Count the lines in the listing below that contain the word "sweater". Reply with that number alone.

___

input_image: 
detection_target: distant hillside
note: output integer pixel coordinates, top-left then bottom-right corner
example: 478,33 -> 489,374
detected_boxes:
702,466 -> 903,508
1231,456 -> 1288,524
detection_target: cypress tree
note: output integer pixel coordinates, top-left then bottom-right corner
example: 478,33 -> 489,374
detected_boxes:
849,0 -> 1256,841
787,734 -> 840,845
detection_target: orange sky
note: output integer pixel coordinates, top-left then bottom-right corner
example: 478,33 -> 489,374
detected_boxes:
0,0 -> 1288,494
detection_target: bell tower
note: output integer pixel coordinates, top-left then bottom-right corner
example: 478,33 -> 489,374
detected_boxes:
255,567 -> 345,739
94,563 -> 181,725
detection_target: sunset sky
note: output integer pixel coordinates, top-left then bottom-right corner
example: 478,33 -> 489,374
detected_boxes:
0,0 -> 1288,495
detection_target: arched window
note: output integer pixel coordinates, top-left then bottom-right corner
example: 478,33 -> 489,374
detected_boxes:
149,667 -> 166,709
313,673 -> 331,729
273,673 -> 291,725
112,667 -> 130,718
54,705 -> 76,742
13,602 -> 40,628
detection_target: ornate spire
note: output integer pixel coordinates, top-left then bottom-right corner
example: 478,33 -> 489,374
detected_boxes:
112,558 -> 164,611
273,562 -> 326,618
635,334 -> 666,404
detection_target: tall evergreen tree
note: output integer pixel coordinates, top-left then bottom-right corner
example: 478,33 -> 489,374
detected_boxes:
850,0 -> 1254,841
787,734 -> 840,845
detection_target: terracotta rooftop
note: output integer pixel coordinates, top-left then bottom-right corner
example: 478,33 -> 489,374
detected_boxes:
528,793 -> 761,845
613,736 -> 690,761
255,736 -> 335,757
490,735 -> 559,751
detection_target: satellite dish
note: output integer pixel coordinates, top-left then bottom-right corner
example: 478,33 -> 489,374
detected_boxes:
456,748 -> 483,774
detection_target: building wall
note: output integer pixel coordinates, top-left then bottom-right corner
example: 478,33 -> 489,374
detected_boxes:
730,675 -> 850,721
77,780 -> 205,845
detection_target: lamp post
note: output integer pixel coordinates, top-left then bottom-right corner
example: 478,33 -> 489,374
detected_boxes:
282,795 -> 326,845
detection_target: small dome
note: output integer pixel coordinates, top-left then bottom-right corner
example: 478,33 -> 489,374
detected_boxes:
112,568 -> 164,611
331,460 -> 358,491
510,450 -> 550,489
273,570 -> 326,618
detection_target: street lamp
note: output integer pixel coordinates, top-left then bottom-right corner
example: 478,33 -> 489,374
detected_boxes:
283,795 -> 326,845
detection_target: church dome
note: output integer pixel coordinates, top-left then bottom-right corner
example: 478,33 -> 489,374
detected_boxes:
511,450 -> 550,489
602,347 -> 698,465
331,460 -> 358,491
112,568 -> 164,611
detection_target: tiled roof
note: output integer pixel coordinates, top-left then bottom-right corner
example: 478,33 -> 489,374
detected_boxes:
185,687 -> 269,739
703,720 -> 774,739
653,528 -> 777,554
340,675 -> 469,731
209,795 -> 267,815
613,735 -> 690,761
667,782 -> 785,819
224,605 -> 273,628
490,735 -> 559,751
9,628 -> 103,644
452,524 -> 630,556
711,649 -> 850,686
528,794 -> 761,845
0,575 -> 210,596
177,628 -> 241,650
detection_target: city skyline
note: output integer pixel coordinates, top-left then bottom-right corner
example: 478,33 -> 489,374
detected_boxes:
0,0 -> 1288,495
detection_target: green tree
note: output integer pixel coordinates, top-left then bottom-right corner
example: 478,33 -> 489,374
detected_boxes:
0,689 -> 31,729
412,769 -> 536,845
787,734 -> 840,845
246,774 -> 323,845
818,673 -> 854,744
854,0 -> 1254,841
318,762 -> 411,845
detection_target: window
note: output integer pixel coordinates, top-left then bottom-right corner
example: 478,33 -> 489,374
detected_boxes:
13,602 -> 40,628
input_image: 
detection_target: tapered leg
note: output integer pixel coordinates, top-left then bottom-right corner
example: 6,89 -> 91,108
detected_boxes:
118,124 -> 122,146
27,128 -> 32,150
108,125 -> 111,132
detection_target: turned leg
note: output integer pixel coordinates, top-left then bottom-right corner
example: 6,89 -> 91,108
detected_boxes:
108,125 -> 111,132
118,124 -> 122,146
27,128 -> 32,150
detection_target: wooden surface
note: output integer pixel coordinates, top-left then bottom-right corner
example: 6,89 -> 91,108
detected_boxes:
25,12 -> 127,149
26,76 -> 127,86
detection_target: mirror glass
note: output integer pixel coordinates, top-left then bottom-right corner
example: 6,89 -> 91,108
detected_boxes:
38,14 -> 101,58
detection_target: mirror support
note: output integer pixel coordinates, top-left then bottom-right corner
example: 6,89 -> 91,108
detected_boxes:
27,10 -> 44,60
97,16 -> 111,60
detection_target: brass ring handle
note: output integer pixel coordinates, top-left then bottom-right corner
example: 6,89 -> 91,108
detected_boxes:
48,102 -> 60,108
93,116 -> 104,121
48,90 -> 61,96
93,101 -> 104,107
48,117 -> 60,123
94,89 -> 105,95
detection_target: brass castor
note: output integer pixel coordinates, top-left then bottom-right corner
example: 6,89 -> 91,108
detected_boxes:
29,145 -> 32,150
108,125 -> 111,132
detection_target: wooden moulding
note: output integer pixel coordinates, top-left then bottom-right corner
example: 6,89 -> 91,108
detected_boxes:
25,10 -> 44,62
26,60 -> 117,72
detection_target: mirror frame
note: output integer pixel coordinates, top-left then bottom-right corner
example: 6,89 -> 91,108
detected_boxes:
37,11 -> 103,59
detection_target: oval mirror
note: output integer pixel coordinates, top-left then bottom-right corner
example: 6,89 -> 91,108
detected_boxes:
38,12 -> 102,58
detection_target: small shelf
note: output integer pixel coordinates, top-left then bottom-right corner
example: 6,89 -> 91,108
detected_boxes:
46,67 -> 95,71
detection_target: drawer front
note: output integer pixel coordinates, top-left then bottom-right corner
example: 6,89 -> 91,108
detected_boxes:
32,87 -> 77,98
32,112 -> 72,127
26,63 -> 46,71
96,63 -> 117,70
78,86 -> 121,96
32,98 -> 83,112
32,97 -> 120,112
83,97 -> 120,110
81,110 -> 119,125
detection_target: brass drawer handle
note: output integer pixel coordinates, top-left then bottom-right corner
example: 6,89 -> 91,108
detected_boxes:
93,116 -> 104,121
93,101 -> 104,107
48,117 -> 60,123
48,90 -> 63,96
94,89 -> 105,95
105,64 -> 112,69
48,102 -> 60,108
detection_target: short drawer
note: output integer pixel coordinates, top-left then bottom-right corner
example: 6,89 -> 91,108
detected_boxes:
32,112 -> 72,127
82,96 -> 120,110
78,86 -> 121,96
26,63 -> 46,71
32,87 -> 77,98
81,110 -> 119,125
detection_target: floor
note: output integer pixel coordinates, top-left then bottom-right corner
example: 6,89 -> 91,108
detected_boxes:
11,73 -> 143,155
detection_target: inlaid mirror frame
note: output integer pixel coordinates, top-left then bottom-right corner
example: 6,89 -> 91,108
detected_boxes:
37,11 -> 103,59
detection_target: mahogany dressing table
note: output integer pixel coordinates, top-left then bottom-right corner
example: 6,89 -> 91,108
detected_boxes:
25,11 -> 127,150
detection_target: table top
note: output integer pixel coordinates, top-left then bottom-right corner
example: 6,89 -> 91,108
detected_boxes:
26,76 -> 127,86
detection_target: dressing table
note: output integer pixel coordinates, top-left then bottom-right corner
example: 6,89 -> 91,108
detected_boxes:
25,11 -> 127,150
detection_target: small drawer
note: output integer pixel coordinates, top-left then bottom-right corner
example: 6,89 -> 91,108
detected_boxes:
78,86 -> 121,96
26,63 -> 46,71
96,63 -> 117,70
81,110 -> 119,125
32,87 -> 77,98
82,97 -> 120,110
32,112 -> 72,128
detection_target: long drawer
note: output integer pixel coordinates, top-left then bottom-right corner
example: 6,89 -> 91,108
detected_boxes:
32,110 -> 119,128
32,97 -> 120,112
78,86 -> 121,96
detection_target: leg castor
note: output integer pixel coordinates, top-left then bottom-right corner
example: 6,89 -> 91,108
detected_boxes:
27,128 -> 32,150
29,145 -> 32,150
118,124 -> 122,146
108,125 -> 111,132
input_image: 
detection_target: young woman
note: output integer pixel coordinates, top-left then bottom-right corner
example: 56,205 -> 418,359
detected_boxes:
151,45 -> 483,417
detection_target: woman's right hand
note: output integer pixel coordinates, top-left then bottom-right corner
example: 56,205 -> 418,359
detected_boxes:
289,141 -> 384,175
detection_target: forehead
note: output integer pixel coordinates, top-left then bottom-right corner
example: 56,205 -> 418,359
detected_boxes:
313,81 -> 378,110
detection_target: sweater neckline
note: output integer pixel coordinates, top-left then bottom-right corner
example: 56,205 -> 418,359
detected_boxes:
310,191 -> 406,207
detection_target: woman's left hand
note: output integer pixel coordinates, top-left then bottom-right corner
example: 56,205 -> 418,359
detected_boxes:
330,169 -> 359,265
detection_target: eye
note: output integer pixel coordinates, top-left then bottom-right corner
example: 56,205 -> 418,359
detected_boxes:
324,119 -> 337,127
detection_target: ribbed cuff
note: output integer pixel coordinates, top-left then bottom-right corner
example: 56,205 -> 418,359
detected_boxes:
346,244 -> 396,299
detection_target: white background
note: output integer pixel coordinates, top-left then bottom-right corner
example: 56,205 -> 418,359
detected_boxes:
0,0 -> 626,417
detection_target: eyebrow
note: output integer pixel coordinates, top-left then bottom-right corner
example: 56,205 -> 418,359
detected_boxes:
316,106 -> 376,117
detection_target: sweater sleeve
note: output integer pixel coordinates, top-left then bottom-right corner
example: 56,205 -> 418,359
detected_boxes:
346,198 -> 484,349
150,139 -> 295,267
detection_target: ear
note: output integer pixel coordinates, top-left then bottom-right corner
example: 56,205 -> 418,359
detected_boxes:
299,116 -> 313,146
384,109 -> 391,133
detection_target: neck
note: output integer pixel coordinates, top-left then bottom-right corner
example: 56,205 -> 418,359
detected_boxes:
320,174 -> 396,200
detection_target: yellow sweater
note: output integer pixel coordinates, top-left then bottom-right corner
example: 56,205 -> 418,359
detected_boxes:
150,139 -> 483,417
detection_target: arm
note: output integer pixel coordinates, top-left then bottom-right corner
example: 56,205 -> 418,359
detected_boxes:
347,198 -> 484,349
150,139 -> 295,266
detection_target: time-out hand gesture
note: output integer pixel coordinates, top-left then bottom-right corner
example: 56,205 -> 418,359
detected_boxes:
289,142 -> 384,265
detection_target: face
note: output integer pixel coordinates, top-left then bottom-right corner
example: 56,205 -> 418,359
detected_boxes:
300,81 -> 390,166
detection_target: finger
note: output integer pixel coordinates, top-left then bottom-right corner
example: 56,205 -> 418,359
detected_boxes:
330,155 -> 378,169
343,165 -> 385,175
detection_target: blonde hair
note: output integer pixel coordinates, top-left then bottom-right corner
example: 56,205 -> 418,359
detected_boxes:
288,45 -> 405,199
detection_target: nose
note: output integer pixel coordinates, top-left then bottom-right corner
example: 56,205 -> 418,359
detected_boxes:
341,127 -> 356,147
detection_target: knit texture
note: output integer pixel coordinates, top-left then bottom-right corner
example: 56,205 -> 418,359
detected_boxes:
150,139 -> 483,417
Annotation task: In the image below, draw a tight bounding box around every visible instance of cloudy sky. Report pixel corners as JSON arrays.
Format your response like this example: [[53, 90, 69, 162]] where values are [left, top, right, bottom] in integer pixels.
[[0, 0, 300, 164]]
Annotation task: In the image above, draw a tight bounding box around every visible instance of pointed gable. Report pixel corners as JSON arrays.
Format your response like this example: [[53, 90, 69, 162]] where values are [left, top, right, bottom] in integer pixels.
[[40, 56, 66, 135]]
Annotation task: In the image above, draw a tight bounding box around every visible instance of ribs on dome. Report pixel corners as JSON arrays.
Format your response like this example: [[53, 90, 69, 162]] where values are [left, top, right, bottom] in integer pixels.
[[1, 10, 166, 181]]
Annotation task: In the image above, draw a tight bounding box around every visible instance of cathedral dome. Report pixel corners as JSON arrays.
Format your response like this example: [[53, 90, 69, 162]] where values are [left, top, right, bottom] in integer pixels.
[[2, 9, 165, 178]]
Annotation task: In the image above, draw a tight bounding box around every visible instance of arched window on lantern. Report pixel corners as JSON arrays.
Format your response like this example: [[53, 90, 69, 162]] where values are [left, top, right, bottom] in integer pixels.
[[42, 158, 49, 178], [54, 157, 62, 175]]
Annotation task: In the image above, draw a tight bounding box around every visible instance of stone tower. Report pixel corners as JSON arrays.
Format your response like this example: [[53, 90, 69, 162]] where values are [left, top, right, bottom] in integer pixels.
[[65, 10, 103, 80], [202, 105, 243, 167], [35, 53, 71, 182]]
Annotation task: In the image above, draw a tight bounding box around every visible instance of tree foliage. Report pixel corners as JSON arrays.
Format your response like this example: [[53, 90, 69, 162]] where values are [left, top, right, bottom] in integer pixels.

___

* **Result**
3